GIVEN TEXT.

◇ ◇ ◇ ◇ ◇ ◇ ◇

Music icons provide the inspiration for two offbeat productions. Edith Piaf has become synonymous with French Cabaret of the 1940s and 50s and remains France's most popular singer. Her life, however, was anything but 'La Vie en Rose'. She suffered insecurity, self-abasement, anger, obsessive passion and a constant quest to be loved and accepted. In PIAF at Norwich Playhouse (May 28), French singer Eve Loiseau captures the essence of the Piaf performance in this tribute to the Little Sparrow, a play with songs which includes many of her beloved songs accompanied Eddy Jay on accordion and Fiona Barrow on fid-dle.

Meanwhile in ME MARLEY AND I at the Norwich Arts Centre (June 15) the music of reggae icon Bob Marley provides the backdrop to a political coming-of-age story. Written by and starring Yaw Asiyama, its the true-life account of survival, true love and friendship during an African military revolution.


The Norwich amateur stage remains as vibrant as ever. A packed spring programme ranges from Shakespeare to Oscar Wilde to Alan Ayckbourn and adult fairytales.

The Sewell Barn Theatre stages THE SHAKESPEARE REVUE (February 17-26) a totally unserious look at the world of Shakespeare, his plays and their actors, in a nostalgic revue format of songs and sketches.

◇ ◇ ◇ ◇ ◇ ◇ ◇

SUPPLIED DATA.
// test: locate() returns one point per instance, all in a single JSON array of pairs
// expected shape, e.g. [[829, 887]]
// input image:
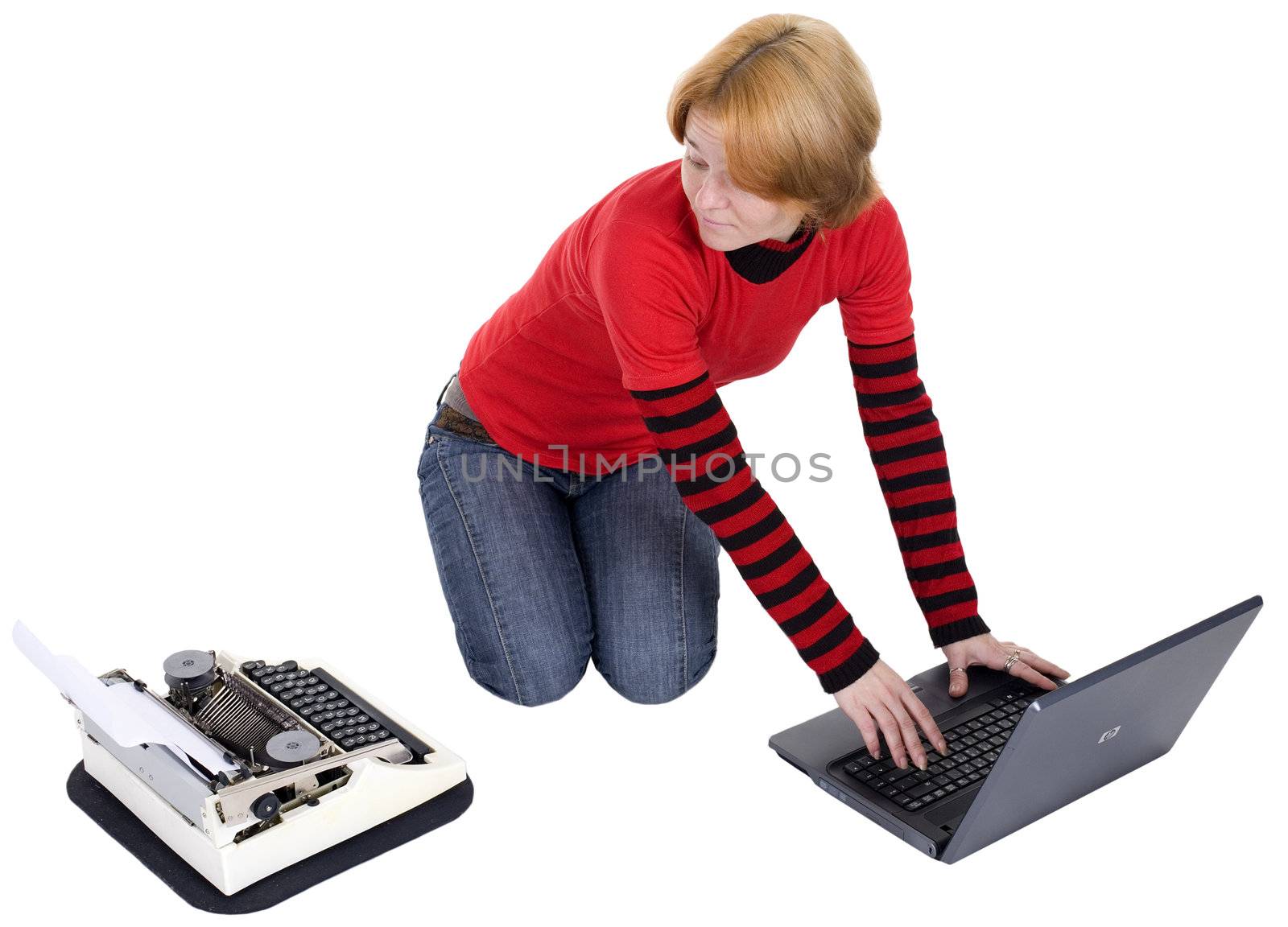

◇ ◇ ◇ ◇ ◇ ◇ ◇

PROBLEM SET.
(a) Swap "nostalgic" for "lighthearted" and write out the Norwich theatre preview from "The Sewell Barn" up to and including "songs and sketches.".
(b) Carry on the Norwich theatre preview from its last sentence.
The listing is separate from the Norwich theatre preview.

THE RESULTS.
(a)
The Sewell Barn Theatre stages THE SHAKESPEARE REVUE (February 17-26) a totally unserious look at the world of Shakespeare, his plays and their actors, in a lighthearted revue format of songs and sketches.

(b)
Far more serious is their stage adaptation of EAST OF EDEN (March 24-April 2) John Steinbeck's powerful parable explores the battle between good and evil with echoes of the Adam and Eve story.

And ahead of the major Theatre Royal production of the same story, they'll also be tackling a new and shocking version of Robert Louis Stevenson's novella DR JEKYLL AND MR HYDE (April 28-May 7).

The Great Hall Players continue their 2011 season at the Assembly House with Alan Ayckbourn's FLATSPIN (February 5) before staging Oscar Wilde's 'trivial comedy for serious people' THE IMPORTANCE OF BEING EARNEST (March 22-26), his best and most popular play.

Laughing Monkey will next weekend bring their belated take on the panto SNOW WHITE AND THE SEVEN SINS to the

Puppet Theatre (February 11-12).

Prince Dirk Charming is having a distinct lack of success in bagging the maiden of his dreams in a production that contains strong innuendo. If your parents disapprove…leave them at home!